§ MATERIAL PROVIDED
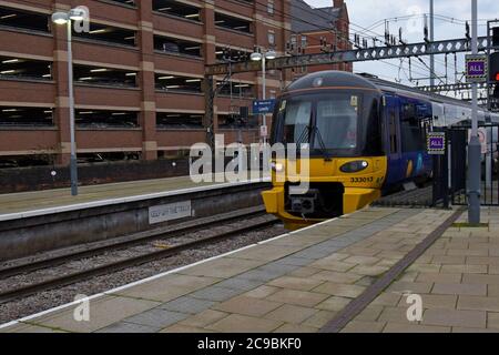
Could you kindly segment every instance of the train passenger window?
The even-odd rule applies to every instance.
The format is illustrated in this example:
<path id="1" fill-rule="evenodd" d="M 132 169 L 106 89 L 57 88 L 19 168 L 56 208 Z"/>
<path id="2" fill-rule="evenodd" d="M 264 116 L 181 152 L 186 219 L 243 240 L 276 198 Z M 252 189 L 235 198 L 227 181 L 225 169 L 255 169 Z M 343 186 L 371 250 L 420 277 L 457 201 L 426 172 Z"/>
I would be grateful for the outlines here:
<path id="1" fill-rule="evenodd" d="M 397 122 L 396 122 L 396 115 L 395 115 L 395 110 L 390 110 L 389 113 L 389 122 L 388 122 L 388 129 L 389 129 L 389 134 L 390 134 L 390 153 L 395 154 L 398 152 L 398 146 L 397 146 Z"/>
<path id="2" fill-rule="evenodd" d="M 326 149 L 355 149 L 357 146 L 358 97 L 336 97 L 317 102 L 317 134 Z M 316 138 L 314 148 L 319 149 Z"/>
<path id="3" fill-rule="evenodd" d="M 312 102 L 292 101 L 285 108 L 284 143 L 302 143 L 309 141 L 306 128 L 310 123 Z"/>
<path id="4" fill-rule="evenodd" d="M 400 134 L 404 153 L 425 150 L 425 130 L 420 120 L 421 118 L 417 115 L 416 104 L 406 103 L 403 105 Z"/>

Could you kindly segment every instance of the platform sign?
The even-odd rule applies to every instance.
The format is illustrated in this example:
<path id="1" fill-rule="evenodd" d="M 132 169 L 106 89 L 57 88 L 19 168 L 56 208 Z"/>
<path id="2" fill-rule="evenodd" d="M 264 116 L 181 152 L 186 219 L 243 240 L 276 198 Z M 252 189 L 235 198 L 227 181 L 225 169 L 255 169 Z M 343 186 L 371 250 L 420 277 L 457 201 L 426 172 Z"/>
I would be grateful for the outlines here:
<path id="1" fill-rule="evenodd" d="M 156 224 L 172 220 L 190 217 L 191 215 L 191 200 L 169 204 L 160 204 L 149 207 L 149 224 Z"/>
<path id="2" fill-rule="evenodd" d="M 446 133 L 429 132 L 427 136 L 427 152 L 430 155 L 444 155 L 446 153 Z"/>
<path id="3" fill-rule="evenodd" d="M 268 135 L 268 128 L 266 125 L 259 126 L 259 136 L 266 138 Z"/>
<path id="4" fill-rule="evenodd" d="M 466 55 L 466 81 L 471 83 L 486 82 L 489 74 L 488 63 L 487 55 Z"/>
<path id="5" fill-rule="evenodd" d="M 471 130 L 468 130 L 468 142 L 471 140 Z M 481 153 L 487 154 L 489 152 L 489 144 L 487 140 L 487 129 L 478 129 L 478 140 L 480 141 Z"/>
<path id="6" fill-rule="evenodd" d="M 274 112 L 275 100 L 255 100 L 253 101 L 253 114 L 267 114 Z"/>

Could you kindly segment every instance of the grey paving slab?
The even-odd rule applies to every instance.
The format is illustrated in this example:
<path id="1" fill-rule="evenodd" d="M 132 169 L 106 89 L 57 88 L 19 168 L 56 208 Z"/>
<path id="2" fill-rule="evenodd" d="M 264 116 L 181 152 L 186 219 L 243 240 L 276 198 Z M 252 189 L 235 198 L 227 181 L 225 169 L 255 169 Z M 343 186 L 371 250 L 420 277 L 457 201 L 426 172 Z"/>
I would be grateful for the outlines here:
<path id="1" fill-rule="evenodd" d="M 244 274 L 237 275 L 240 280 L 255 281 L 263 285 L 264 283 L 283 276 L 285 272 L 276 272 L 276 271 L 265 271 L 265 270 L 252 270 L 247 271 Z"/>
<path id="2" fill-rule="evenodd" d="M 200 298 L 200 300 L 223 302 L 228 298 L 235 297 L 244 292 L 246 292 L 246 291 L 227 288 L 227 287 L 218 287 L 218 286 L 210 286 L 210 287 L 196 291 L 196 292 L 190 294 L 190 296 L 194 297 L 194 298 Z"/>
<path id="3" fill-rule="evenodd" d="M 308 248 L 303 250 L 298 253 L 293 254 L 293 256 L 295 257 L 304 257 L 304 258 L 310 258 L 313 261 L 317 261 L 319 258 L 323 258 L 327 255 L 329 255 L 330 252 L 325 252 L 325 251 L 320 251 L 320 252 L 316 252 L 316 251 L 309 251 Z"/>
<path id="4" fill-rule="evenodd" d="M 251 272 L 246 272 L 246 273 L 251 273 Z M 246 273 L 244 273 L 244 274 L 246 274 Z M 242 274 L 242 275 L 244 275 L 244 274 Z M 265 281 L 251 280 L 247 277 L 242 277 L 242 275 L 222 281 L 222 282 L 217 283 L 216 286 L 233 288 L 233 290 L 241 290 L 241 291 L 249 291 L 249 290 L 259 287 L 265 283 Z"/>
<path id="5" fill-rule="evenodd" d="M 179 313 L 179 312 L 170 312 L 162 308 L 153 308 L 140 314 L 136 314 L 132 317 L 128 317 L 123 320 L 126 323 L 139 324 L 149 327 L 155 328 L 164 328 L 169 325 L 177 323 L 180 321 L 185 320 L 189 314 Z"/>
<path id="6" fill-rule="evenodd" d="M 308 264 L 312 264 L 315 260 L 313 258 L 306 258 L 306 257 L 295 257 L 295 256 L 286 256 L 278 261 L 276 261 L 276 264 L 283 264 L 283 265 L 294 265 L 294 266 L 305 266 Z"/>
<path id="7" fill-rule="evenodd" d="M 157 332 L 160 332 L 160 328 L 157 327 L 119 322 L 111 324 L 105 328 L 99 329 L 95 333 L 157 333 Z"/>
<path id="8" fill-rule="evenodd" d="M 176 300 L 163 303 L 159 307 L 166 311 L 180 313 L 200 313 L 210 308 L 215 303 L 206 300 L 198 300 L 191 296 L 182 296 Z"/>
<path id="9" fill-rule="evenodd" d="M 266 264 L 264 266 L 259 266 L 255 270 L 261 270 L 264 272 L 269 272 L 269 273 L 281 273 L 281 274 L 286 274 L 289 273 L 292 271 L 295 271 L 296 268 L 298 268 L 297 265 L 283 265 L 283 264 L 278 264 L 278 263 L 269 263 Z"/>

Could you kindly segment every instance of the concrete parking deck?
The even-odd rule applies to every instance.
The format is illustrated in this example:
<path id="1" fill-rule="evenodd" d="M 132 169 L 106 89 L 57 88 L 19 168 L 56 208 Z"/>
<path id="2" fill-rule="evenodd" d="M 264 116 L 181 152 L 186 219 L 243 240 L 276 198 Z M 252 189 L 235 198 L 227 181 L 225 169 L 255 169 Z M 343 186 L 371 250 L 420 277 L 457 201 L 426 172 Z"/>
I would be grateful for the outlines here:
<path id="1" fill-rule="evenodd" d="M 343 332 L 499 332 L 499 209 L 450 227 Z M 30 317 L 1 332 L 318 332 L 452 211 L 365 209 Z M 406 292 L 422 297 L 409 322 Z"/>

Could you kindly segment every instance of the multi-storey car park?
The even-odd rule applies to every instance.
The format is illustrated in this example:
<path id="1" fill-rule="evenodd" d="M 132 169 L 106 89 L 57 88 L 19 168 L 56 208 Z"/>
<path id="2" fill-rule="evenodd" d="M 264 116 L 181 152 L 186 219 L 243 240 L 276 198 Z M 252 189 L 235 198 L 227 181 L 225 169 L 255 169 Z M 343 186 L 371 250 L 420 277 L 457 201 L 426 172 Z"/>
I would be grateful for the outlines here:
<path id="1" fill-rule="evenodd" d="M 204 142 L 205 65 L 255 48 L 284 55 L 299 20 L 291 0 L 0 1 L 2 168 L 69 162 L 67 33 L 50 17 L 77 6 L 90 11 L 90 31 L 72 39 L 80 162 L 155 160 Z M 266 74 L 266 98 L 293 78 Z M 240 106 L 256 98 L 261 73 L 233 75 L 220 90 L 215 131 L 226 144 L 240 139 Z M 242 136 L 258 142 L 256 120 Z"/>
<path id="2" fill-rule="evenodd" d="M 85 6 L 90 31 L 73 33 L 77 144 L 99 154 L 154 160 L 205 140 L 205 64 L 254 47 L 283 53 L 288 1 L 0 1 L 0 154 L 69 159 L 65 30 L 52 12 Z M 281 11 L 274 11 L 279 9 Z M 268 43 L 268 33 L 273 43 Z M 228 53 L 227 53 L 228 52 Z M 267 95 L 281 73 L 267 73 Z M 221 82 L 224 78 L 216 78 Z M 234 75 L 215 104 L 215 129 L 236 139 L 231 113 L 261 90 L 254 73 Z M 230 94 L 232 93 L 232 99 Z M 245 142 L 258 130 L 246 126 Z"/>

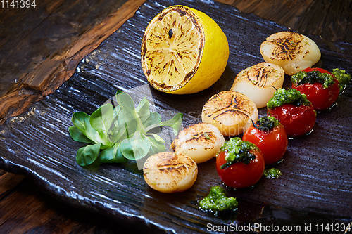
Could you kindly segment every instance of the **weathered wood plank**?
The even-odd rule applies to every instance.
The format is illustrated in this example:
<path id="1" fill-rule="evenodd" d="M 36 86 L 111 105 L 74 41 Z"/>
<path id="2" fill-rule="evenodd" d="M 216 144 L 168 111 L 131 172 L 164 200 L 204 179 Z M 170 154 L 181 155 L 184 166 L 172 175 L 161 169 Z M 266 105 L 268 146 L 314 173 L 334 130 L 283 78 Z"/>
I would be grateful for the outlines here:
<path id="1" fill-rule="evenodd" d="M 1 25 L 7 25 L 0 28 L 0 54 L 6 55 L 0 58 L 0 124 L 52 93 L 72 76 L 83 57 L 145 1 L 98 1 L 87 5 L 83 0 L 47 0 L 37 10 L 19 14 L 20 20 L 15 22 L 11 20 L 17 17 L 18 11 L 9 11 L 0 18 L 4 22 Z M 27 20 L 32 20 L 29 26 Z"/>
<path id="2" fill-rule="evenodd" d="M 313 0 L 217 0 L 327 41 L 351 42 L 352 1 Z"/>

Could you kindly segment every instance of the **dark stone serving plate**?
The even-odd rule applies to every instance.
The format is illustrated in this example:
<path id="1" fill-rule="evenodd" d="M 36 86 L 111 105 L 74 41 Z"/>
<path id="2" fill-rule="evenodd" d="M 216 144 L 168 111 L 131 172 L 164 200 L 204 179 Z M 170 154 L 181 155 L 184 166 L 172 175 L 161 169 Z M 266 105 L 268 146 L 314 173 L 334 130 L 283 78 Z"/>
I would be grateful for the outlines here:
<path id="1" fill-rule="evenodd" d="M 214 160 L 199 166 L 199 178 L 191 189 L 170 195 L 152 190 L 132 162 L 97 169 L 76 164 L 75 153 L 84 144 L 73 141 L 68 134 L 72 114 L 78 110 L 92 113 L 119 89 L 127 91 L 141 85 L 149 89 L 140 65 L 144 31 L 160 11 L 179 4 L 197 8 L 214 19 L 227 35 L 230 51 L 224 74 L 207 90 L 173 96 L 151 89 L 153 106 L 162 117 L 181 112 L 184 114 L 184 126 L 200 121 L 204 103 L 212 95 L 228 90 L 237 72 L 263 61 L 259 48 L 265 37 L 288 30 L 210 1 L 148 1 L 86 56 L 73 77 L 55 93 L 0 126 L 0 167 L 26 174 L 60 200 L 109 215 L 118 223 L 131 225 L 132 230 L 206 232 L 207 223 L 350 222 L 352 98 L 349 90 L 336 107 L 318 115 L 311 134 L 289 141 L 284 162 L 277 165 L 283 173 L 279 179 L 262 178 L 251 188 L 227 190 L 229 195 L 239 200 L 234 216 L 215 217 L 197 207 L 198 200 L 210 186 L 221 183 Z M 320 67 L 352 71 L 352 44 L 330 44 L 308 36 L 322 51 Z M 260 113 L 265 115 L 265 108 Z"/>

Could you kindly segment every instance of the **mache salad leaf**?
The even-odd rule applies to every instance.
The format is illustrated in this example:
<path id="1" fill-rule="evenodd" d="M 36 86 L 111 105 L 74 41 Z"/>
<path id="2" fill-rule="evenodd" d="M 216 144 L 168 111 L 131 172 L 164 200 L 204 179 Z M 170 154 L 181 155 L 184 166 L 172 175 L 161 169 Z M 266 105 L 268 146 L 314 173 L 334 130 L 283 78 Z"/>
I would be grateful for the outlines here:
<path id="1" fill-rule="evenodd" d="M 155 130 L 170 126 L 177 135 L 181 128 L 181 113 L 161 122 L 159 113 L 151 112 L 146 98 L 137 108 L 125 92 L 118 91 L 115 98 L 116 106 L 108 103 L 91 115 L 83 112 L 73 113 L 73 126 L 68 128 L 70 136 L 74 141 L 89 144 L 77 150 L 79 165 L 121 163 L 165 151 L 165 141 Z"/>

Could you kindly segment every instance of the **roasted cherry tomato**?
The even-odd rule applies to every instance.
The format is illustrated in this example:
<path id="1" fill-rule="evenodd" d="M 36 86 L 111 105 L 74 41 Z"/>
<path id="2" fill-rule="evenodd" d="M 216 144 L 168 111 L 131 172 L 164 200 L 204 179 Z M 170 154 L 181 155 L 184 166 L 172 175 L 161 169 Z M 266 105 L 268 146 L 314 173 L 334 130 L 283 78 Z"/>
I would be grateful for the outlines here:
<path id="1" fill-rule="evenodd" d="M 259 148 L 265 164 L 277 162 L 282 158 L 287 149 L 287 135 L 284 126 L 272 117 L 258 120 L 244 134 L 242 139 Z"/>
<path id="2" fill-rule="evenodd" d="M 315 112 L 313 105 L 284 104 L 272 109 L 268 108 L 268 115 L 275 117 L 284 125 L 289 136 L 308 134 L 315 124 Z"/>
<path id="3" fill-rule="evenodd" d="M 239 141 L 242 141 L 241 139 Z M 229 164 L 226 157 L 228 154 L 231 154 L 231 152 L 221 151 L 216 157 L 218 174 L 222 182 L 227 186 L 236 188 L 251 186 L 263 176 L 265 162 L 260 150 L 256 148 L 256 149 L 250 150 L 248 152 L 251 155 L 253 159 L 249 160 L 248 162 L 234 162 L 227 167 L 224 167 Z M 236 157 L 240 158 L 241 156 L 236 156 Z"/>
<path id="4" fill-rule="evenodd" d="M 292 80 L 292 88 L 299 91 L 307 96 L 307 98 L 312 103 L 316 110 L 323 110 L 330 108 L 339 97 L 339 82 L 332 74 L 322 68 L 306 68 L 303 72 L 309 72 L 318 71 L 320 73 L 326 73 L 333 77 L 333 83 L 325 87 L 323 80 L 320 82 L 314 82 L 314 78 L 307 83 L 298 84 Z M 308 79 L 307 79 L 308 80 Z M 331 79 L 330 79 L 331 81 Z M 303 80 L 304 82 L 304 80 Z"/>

§ WORK TO BE COMPLETED
Rewrite the material from the line with "Could you kindly segment every instance of the **roasted" to the line with "239 141 L 242", putting "thankful" in place of "grateful" and keeping everything else the same.

§ REPLY
Could you kindly segment every instance of the **roasted cherry tomato**?
The even-odd rule applies to every instance.
The format is illustrated in this example:
<path id="1" fill-rule="evenodd" d="M 36 86 L 111 105 L 74 41 Z"/>
<path id="2" fill-rule="evenodd" d="M 216 144 L 168 111 L 131 172 L 164 200 L 204 179 Z M 170 154 L 181 155 L 184 166 L 172 175 L 161 169 Z M 266 105 L 268 146 L 314 173 L 334 130 L 283 78 Z"/>
I would be thankful for the outlines here:
<path id="1" fill-rule="evenodd" d="M 259 148 L 265 164 L 277 162 L 282 158 L 287 149 L 287 135 L 284 126 L 272 117 L 258 120 L 244 134 L 242 139 Z"/>
<path id="2" fill-rule="evenodd" d="M 315 112 L 313 105 L 284 104 L 272 109 L 268 108 L 268 115 L 275 117 L 284 125 L 289 136 L 308 134 L 315 124 Z"/>
<path id="3" fill-rule="evenodd" d="M 239 141 L 242 141 L 241 139 Z M 229 164 L 226 157 L 228 154 L 231 154 L 231 152 L 221 151 L 216 157 L 218 174 L 222 182 L 227 186 L 236 188 L 251 186 L 263 176 L 265 162 L 260 150 L 256 148 L 256 149 L 250 150 L 248 152 L 251 155 L 253 159 L 249 160 L 248 162 L 234 162 L 227 167 L 224 167 Z M 236 157 L 240 158 L 241 156 L 236 156 Z"/>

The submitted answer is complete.